Children's Wellbeing and Schools Bill

Written evidence submitted by Worcestershire County Council to The Children’s Wellbeing and Schools Bill Committee (CWSB258). 

This evidence is concerned specifically with section 20 of the Bill: Employment of Children in England.

· The Bill proposes to amend the Children and Young Persons Act 1933 so that subsection 17(A)(7) of the Act will read: "Nothing in this section, or in regulations made under any provision of this section, prevents a child from doing anything – (a) under the authority of a licence granted under this Part, or (b) in a case where by virtue of subsection (3) of section 37 of the Children and Young Persons Act 1963 no licence under that section is required for the child to do it."

The phrase "under the authority of a licence granted under this Part" means a licence granted under Part II of the 1933 Act, that is, a licence granted by a justice of the peace for a child to go abroad for the purpose of performing for profit.

However, the granting of a licence for a child from England to take part in a performance, or to work as a paid model, or to undertake a paid sporting activity, in Great Britain or on the island of Ireland, is dealt with by subsection 37(1) of the Children and Young Persons Act 1963: Children and Young Persons Act 1963.
- - -
**WRITTEN EXERCISE**
Reproduce the evidence on the Children's Wellbeing and Schools Bill word for word, starting at "Children's Wellbeing and" and ending at "Children in England.". The data after this point isn't needed.

**RECORDED DATA**
- - -
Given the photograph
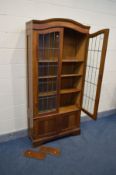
- - -
**EXPECTED ANSWER**
Children's Wellbeing and Schools Bill

Written evidence submitted by Worcestershire County Council to The Children’s Wellbeing and Schools Bill Committee (CWSB258). 

This evidence is concerned specifically with section 20 of the Bill: Employment of Children in England.